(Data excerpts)
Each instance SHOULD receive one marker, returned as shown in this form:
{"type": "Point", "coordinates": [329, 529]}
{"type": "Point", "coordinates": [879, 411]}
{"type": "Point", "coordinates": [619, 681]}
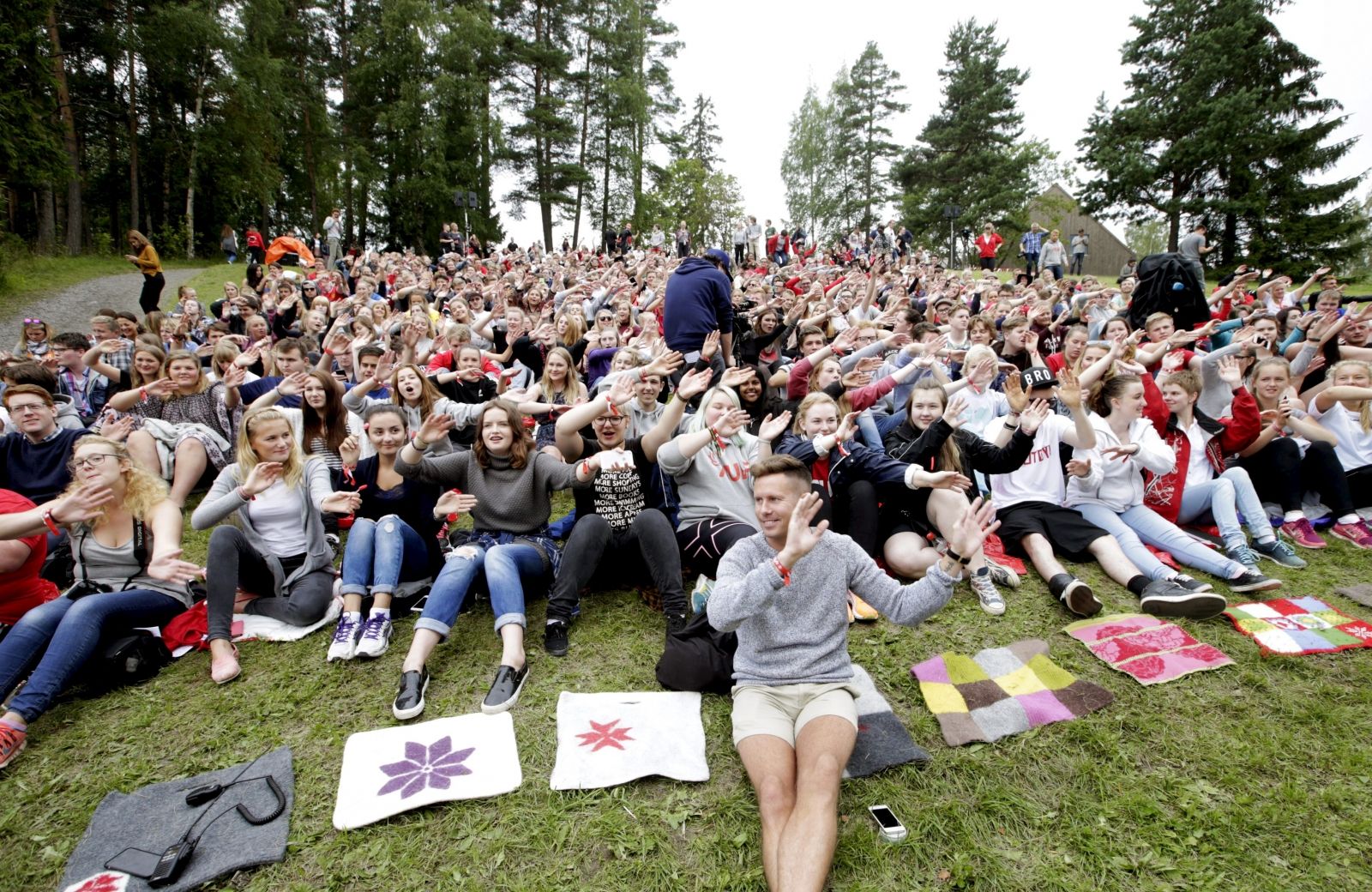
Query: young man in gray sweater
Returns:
{"type": "Point", "coordinates": [784, 592]}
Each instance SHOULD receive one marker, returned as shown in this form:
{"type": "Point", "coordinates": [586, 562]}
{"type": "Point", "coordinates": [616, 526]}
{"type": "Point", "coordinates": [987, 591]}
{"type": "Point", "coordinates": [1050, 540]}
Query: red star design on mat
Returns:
{"type": "Point", "coordinates": [605, 736]}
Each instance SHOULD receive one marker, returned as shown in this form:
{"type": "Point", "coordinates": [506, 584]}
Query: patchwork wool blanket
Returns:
{"type": "Point", "coordinates": [1300, 626]}
{"type": "Point", "coordinates": [398, 768]}
{"type": "Point", "coordinates": [1146, 648]}
{"type": "Point", "coordinates": [1002, 690]}
{"type": "Point", "coordinates": [611, 738]}
{"type": "Point", "coordinates": [882, 741]}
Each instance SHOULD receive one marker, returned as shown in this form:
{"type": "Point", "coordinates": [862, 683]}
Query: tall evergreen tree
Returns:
{"type": "Point", "coordinates": [972, 151]}
{"type": "Point", "coordinates": [1223, 120]}
{"type": "Point", "coordinates": [866, 105]}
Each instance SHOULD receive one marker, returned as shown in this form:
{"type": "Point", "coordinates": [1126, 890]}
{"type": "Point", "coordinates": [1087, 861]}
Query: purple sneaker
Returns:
{"type": "Point", "coordinates": [1303, 534]}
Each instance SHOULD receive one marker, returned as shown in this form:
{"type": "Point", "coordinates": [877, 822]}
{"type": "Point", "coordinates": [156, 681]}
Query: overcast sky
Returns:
{"type": "Point", "coordinates": [756, 61]}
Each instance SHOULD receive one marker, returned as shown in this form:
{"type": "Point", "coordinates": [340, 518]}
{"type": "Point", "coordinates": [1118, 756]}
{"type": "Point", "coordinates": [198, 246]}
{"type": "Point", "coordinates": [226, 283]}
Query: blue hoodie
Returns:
{"type": "Point", "coordinates": [697, 302]}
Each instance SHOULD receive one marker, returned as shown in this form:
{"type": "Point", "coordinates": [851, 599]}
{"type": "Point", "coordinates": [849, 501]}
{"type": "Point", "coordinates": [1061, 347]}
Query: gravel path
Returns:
{"type": "Point", "coordinates": [73, 308]}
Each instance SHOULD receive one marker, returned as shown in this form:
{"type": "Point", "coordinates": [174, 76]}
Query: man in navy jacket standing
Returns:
{"type": "Point", "coordinates": [699, 302]}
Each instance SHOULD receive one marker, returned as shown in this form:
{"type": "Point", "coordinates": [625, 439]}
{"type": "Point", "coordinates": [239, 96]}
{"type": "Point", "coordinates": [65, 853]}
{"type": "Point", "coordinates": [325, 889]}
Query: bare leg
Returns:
{"type": "Point", "coordinates": [807, 844]}
{"type": "Point", "coordinates": [946, 508]}
{"type": "Point", "coordinates": [512, 636]}
{"type": "Point", "coordinates": [1111, 560]}
{"type": "Point", "coordinates": [1040, 553]}
{"type": "Point", "coordinates": [420, 649]}
{"type": "Point", "coordinates": [190, 466]}
{"type": "Point", "coordinates": [144, 450]}
{"type": "Point", "coordinates": [909, 555]}
{"type": "Point", "coordinates": [772, 768]}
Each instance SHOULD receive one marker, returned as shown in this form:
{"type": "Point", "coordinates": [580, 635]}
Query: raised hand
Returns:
{"type": "Point", "coordinates": [171, 569]}
{"type": "Point", "coordinates": [350, 450]}
{"type": "Point", "coordinates": [800, 537]}
{"type": "Point", "coordinates": [342, 503]}
{"type": "Point", "coordinates": [1230, 371]}
{"type": "Point", "coordinates": [953, 413]}
{"type": "Point", "coordinates": [454, 503]}
{"type": "Point", "coordinates": [1069, 389]}
{"type": "Point", "coordinates": [436, 427]}
{"type": "Point", "coordinates": [978, 521]}
{"type": "Point", "coordinates": [693, 384]}
{"type": "Point", "coordinates": [262, 477]}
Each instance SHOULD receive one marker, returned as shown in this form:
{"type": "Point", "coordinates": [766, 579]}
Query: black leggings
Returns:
{"type": "Point", "coordinates": [852, 511]}
{"type": "Point", "coordinates": [1280, 473]}
{"type": "Point", "coordinates": [151, 295]}
{"type": "Point", "coordinates": [235, 564]}
{"type": "Point", "coordinates": [706, 541]}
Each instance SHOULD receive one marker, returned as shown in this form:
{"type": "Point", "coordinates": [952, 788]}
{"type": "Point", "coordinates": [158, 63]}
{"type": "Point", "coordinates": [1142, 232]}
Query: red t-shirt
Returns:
{"type": "Point", "coordinates": [21, 589]}
{"type": "Point", "coordinates": [987, 246]}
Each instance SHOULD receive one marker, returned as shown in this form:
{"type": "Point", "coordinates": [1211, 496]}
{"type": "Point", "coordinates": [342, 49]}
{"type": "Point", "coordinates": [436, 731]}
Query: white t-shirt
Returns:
{"type": "Point", "coordinates": [278, 515]}
{"type": "Point", "coordinates": [1355, 446]}
{"type": "Point", "coordinates": [1198, 468]}
{"type": "Point", "coordinates": [1039, 479]}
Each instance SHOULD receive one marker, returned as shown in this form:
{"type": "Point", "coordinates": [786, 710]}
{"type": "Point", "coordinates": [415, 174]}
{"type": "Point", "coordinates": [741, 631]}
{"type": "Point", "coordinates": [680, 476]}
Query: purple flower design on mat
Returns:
{"type": "Point", "coordinates": [425, 766]}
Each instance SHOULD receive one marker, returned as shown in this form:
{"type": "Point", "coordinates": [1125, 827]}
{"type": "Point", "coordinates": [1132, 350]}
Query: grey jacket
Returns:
{"type": "Point", "coordinates": [223, 501]}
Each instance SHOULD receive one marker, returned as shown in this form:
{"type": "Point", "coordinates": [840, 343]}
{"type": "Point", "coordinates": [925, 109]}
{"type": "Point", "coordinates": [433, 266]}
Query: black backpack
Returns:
{"type": "Point", "coordinates": [1168, 285]}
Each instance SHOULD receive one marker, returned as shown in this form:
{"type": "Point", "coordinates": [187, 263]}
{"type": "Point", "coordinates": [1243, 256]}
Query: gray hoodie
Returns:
{"type": "Point", "coordinates": [799, 633]}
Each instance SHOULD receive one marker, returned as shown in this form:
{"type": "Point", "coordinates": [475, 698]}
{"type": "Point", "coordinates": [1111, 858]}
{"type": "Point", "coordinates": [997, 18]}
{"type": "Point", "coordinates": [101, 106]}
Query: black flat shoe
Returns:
{"type": "Point", "coordinates": [505, 690]}
{"type": "Point", "coordinates": [409, 699]}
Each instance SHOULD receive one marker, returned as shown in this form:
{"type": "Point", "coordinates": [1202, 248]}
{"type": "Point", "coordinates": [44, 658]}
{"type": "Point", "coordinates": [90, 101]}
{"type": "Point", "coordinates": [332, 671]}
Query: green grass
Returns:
{"type": "Point", "coordinates": [1250, 777]}
{"type": "Point", "coordinates": [36, 276]}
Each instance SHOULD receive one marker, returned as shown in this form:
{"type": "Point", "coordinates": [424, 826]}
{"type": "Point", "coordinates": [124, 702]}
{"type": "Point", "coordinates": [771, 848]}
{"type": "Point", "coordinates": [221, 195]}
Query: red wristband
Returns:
{"type": "Point", "coordinates": [782, 571]}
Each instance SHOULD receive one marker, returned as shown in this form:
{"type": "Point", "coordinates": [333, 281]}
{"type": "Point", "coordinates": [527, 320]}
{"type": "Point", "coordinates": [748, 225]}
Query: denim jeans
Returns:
{"type": "Point", "coordinates": [507, 570]}
{"type": "Point", "coordinates": [1142, 526]}
{"type": "Point", "coordinates": [65, 633]}
{"type": "Point", "coordinates": [381, 555]}
{"type": "Point", "coordinates": [1225, 497]}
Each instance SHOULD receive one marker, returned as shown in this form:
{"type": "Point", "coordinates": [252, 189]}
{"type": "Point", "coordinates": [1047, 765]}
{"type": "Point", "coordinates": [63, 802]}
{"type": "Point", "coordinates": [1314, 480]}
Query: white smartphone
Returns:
{"type": "Point", "coordinates": [891, 828]}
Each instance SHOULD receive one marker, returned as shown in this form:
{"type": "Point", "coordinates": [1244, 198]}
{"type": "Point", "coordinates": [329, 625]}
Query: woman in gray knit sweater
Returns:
{"type": "Point", "coordinates": [507, 486]}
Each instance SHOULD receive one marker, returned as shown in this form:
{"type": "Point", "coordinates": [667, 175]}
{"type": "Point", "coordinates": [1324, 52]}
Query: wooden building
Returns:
{"type": "Point", "coordinates": [1056, 209]}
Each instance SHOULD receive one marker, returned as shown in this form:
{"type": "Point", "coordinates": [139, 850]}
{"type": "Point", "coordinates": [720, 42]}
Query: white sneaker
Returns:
{"type": "Point", "coordinates": [376, 637]}
{"type": "Point", "coordinates": [987, 594]}
{"type": "Point", "coordinates": [345, 638]}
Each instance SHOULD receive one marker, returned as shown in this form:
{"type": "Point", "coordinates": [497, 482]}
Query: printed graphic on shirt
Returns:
{"type": "Point", "coordinates": [619, 497]}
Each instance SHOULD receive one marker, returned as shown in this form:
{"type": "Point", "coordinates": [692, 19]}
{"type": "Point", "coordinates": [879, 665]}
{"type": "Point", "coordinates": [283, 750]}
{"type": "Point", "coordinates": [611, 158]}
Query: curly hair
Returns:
{"type": "Point", "coordinates": [143, 489]}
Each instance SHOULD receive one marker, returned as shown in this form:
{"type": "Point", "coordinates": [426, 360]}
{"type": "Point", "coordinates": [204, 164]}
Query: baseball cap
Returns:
{"type": "Point", "coordinates": [719, 254]}
{"type": "Point", "coordinates": [1038, 377]}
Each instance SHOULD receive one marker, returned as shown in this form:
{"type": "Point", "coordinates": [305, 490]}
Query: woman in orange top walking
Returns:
{"type": "Point", "coordinates": [150, 265]}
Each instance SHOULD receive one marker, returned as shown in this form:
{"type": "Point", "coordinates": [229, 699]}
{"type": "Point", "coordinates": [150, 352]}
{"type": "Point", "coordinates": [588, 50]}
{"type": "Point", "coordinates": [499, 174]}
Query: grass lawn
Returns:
{"type": "Point", "coordinates": [1250, 777]}
{"type": "Point", "coordinates": [33, 276]}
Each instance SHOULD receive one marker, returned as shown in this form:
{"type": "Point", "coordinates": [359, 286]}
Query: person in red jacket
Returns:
{"type": "Point", "coordinates": [1200, 485]}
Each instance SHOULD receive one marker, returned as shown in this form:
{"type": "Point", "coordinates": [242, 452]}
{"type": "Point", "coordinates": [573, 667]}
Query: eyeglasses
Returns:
{"type": "Point", "coordinates": [91, 461]}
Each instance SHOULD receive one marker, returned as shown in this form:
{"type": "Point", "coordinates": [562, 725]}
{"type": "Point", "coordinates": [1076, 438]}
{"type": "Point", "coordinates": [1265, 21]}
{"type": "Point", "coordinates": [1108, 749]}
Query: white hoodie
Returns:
{"type": "Point", "coordinates": [1117, 484]}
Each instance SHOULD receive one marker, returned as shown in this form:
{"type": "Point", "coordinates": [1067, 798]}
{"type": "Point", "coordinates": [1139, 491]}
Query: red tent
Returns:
{"type": "Point", "coordinates": [287, 244]}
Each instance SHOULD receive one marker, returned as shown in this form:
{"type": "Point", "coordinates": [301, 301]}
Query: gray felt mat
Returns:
{"type": "Point", "coordinates": [154, 817]}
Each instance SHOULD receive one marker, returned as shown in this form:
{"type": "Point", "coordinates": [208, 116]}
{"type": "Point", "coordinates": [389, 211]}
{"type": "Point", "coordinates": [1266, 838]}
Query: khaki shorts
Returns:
{"type": "Point", "coordinates": [782, 710]}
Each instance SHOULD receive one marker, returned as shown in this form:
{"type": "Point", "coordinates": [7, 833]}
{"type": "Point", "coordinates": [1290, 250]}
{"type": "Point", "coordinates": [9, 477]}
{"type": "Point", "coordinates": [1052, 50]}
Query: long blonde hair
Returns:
{"type": "Point", "coordinates": [143, 489]}
{"type": "Point", "coordinates": [1365, 413]}
{"type": "Point", "coordinates": [294, 470]}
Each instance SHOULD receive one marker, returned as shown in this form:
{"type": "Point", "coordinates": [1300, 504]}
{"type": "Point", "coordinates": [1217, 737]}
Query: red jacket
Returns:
{"type": "Point", "coordinates": [1225, 437]}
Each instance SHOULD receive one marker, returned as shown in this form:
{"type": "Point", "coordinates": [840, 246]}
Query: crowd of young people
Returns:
{"type": "Point", "coordinates": [875, 391]}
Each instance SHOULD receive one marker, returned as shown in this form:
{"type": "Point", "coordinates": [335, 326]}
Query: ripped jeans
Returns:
{"type": "Point", "coordinates": [507, 570]}
{"type": "Point", "coordinates": [382, 555]}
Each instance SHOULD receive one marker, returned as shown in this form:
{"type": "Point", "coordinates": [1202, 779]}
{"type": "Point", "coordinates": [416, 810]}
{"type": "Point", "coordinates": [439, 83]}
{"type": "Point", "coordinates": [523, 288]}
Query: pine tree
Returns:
{"type": "Point", "coordinates": [864, 106]}
{"type": "Point", "coordinates": [972, 154]}
{"type": "Point", "coordinates": [1225, 120]}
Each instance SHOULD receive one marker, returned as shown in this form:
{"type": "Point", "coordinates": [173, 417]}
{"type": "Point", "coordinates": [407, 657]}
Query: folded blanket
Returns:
{"type": "Point", "coordinates": [397, 768]}
{"type": "Point", "coordinates": [611, 738]}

◆ **DESCRIPTION OF THE TASK**
State how many lines in the records above contain the word "purple". Write the number alone.

◆ **SOLUTION**
2